:: Input material ::

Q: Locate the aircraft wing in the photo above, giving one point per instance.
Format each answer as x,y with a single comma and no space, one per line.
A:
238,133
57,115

:::

> What is being asked:
Count the lines in the listing above that contain the word "Locate" and reply with only that number.

> Answer for the task:
1